Dataset items:
•••••

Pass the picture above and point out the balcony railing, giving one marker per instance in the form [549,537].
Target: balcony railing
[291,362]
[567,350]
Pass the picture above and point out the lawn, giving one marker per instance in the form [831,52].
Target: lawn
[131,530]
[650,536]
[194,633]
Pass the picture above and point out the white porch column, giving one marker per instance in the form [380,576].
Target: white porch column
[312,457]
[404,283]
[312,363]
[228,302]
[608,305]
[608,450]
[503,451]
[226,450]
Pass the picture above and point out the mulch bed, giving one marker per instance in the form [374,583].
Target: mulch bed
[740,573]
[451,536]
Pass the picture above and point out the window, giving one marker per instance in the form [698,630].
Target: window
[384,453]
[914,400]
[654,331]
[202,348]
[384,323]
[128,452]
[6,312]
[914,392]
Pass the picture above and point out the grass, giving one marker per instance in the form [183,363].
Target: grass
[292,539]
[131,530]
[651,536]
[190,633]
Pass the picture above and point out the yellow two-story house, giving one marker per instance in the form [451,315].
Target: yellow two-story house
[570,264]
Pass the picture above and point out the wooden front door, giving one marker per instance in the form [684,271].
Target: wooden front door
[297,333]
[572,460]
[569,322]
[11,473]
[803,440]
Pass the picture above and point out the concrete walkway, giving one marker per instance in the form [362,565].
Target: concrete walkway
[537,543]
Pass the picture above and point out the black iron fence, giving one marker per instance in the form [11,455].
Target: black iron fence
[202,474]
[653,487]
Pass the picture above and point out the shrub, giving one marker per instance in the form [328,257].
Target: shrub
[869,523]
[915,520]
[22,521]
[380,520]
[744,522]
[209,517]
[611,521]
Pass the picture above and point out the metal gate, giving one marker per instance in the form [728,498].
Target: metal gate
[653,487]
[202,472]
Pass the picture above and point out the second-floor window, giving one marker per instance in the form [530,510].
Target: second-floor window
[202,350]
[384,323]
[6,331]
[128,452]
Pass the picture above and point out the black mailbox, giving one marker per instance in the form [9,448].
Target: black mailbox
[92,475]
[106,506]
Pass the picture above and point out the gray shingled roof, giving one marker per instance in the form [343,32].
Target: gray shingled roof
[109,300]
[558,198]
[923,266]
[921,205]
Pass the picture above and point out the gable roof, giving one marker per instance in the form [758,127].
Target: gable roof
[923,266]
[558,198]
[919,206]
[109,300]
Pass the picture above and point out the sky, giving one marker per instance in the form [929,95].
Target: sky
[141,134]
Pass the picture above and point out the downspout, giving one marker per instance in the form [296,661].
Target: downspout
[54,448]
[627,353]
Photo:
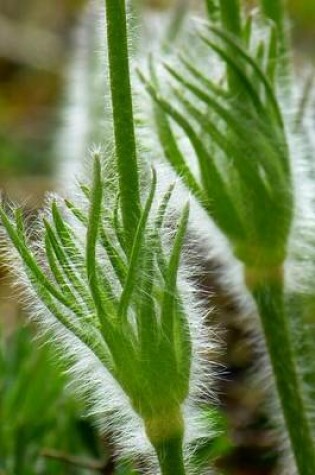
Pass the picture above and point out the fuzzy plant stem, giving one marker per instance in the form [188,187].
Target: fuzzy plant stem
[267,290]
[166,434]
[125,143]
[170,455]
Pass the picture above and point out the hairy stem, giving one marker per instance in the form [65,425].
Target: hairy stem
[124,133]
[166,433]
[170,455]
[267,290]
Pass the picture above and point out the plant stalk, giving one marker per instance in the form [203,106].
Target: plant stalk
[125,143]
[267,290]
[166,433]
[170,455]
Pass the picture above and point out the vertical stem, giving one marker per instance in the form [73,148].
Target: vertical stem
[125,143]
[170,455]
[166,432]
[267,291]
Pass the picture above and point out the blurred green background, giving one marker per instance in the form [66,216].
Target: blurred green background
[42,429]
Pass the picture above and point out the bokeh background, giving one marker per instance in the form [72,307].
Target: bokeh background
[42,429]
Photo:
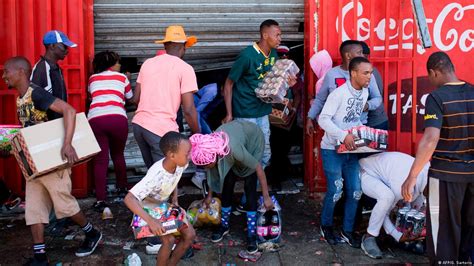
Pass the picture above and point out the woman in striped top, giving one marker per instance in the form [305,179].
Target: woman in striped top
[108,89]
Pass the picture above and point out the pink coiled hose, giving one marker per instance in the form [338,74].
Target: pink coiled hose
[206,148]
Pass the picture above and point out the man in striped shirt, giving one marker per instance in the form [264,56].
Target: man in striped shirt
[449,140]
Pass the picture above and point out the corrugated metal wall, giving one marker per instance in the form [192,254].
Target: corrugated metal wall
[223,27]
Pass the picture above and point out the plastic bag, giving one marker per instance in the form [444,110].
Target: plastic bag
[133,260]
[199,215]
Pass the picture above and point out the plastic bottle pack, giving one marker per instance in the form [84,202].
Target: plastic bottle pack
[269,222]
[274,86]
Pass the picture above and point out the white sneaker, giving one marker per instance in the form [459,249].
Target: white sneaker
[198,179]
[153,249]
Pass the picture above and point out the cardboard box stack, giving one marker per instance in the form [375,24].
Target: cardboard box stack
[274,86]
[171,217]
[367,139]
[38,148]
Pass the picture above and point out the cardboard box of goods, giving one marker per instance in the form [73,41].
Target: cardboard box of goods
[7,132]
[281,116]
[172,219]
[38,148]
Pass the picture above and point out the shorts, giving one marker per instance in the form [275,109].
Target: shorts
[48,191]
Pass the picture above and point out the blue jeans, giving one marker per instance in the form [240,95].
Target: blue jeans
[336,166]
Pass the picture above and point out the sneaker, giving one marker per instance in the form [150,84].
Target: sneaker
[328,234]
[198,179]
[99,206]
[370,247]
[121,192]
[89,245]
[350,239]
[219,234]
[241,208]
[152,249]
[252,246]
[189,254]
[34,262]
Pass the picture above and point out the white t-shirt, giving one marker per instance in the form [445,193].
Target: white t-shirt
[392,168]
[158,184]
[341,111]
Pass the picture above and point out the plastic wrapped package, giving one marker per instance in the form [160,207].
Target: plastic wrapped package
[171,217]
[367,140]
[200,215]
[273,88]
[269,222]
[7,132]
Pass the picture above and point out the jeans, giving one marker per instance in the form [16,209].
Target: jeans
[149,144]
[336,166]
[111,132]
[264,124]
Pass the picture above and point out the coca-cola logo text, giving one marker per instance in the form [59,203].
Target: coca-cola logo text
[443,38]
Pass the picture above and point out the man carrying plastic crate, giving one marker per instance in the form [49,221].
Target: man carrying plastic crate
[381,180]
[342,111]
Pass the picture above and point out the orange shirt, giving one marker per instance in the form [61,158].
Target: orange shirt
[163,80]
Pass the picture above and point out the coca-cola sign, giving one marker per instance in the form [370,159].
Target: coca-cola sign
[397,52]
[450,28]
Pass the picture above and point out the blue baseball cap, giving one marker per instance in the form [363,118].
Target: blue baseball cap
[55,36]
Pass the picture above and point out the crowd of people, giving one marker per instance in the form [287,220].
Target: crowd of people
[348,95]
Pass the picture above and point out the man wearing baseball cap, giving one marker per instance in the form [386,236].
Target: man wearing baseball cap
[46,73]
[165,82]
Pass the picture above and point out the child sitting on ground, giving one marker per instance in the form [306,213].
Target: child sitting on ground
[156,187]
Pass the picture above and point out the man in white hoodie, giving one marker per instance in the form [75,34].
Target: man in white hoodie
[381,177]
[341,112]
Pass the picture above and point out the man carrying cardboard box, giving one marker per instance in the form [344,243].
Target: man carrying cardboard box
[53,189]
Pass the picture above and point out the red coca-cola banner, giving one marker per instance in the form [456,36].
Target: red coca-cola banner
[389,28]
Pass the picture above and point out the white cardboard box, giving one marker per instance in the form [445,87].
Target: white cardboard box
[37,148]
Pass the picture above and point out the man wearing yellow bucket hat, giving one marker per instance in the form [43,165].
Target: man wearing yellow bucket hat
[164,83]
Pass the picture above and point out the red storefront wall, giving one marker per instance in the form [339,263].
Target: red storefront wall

•••••

Leaving all pictures aside, quote each record exactly.

■ Exercise response
Pass the picture above and point out the balcony railing, giving one marker per instance in the form [549,537].
Target: balcony railing
[291,362]
[567,350]
Pass the picture above and point out the lawn, giving one marker per instance in the form [831,52].
Target: lawn
[131,530]
[650,536]
[194,633]
Pass the picture above and point out the white porch column, giving one marker per instance in the form [380,576].
Target: white porch column
[312,457]
[404,283]
[312,363]
[228,302]
[608,305]
[608,450]
[503,451]
[226,450]
Pass the picture above and point out the mulch bed, giving one marker per instance in the form [374,583].
Target: mulch bed
[740,573]
[451,536]
Pass the picture above and point out the window, giving one marker per instance in the form [698,630].
Target: window
[384,453]
[914,400]
[654,331]
[202,348]
[384,323]
[128,452]
[6,312]
[914,392]
Pass the picture above and point out the grass, giving one marker per instance in the form [183,363].
Target: grass
[292,539]
[131,530]
[651,536]
[190,633]
Pass the picture above and point out the yellow two-story house, giving one marker per instance in the form [451,315].
Target: yellow two-story house
[570,264]
Pass the picture above and point out the wooden front door, giving one marker per instance in the form [684,271].
Target: wooden front door
[297,333]
[572,460]
[569,322]
[11,473]
[803,440]
Pass the picture above and point out the concrete walkway, giving one marker per instance in the form [362,565].
Target: concrete walkway
[537,543]
Pass the picture above and point out the black iron fence, giving one marker per instance in the form [11,455].
Target: black iron fence
[202,474]
[653,487]
Pass the picture above and point out the shrub, giving one marker per instance in the form [328,257].
Target: shrub
[869,523]
[915,520]
[22,521]
[380,520]
[744,522]
[209,517]
[611,521]
Pass the picture above and point out the metal gate, giving one marker per instance in the form [728,498].
Target: metal gate
[653,487]
[202,472]
Pass the picture above and point out the second-floor window, giving one marker per instance in the form [530,510].
Target: second-floor window
[202,350]
[384,323]
[6,331]
[128,452]
Pass the picture above and point out the black mailbox, giving one marker per instance in the form [9,448].
Target: black mailbox
[92,475]
[106,506]
Pass the picture above and point out the gray shingled roof, giving one marker per instance in the form [343,32].
Target: gray shingled roof
[109,300]
[558,198]
[923,266]
[921,205]
Pass the picture above and point out the gable roof, giving one marker per instance in the form [758,127].
Target: gable roof
[923,266]
[558,198]
[919,206]
[109,300]
Pass the picture above and point out the sky, giving one marker per instance in the form [929,95].
Target: sky
[141,134]
Pass the picture above and point out the downspout, giving one marker per instance in the form [296,661].
Target: downspout
[54,448]
[627,353]
Photo:
Pass the picture above and point out the fuzzy plant stem, giving one marker per instance in the form [188,187].
Target: fuzzy plant stem
[267,290]
[166,434]
[125,143]
[170,455]
Pass the picture above and point out the hairy stem, giving one marker per instance in the form [65,425].
Target: hairy stem
[124,133]
[166,433]
[170,455]
[267,290]
Pass the picture above and point out the plant stalk, giving one marker per instance in the form [203,106].
Target: plant stalk
[125,143]
[267,290]
[166,433]
[170,455]
Pass the picture above and point out the vertical stem, giving one marker per instance in the form [73,148].
Target: vertical stem
[125,143]
[170,455]
[166,432]
[267,291]
Pass the picture above and point out the blurred green background, giving one marker per instance in the form [66,216].
Target: blurred green background
[42,429]
Pass the picture above and point out the bokeh background, giving one marker per instance in the form [72,307].
Target: bokeh background
[42,429]
Photo:
Pass the picture above and point out the woman in striped top, giving one marker per instance in the form [305,179].
Target: woman in striped top
[108,89]
Pass the picture above and point out the pink coiled hose, giving one marker per instance in the form [338,74].
Target: pink coiled hose
[206,148]
Pass the picture above and point out the man in striped shirt, giving one marker per instance in the form [264,56].
Target: man in striped shirt
[449,140]
Pass the picture above and point out the corrugated metal wall, giving one marker per instance in the form [192,254].
Target: corrugated metal wall
[223,27]
Pass the picture above and point out the plastic bag, giving one marker per instance in the form [444,110].
Target: plastic bag
[133,260]
[199,215]
Pass the picture above and point out the plastic bottle pack, giving one marker per instance in the form [84,202].
Target: plastic bottle pack
[269,222]
[274,86]
Pass the picture above and point out the white sneaker, giving one marker per instance in the form [459,249].
Target: white sneaker
[198,179]
[153,249]
Pass the picture above and point out the cardboard box stack, giving one marker per instance in the form [375,24].
Target: cardboard box stack
[274,86]
[171,217]
[367,139]
[38,148]
Pass the picture above and point out the cardboard box of goods, giving one marker per instance in the form [73,41].
Target: cardboard box of goods
[7,132]
[281,116]
[172,219]
[38,148]
Pass the picture above and point out the shorts, giving one marker per instance in the form [275,109].
Target: shorts
[48,191]
Pass the picture above and point out the blue jeans, giving one marker per instance in the form [240,95].
Target: blue jeans
[336,166]
Pass the picture above and point out the sneaker, giving one marker per instance in the form [150,84].
Target: sneaker
[328,234]
[198,179]
[99,206]
[370,247]
[121,192]
[89,245]
[350,239]
[219,234]
[241,208]
[152,249]
[252,246]
[189,254]
[34,262]
Pass the picture above and point out the white t-shirt, giving one marker per instance in the form [445,193].
Target: white t-shirt
[392,168]
[158,184]
[341,111]
Pass the picture above and point out the plastic wrapped package, giving one marker per instance in the form [160,207].
Target: plastic wrapped package
[171,217]
[367,140]
[200,215]
[273,88]
[269,222]
[7,132]
Pass the picture above and point out the jeans, giving one marker per instance in the form [16,209].
Target: jeans
[149,144]
[336,166]
[111,132]
[264,124]
Pass the picture above and point out the coca-cola logo text, giving one marker per instance in the form [59,203].
Target: coca-cola logo text
[443,38]
Pass the picture above and point out the man carrying plastic crate, giving one marker per instance in the form [49,221].
Target: man carrying plastic crate
[381,180]
[342,111]
Pass the picture above and point out the orange shirt, giving one marker per instance in the form [61,158].
Target: orange shirt
[163,80]
Pass the picture above and point out the coca-cola sign, giving one marker per instance in the form [370,159].
Target: coca-cola sign
[397,52]
[450,28]
Pass the picture above and point out the blue baseball cap, giving one marker per instance in the form [363,118].
Target: blue baseball cap
[55,36]
Pass the picture above and point out the crowd of people, giving one marker per instance in the form [287,220].
Target: crowd of people
[348,95]
Pass the picture above and point out the man wearing baseball cap, giving one marker per instance in the form [386,236].
Target: man wearing baseball cap
[46,73]
[165,82]
Pass the picture above and point out the child sitting on ground, giving one marker per instance in the form [306,213].
Target: child sitting on ground
[156,187]
Pass the picture above and point out the man in white hoodie, giving one marker per instance in the form [75,34].
Target: man in white hoodie
[381,177]
[341,112]
Pass the picture above and point out the man carrying cardboard box, giving one marker per instance in the form [344,243].
Target: man carrying cardboard box
[53,189]
Pass the picture above and point out the red coca-cola banner, giving one marker per instance in the form [456,36].
Target: red coca-cola banner
[389,28]
Pass the picture above and point out the white cardboard box, giving one marker per instance in the form [445,87].
Target: white cardboard box
[37,148]
Pass the picture above and point out the man wearing yellow bucket hat, giving one marker per instance in the form [43,165].
Target: man wearing yellow bucket hat
[164,83]
Pass the picture above and point out the red storefront wall, giving one marker per instance in the form [339,263].
Target: red storefront wall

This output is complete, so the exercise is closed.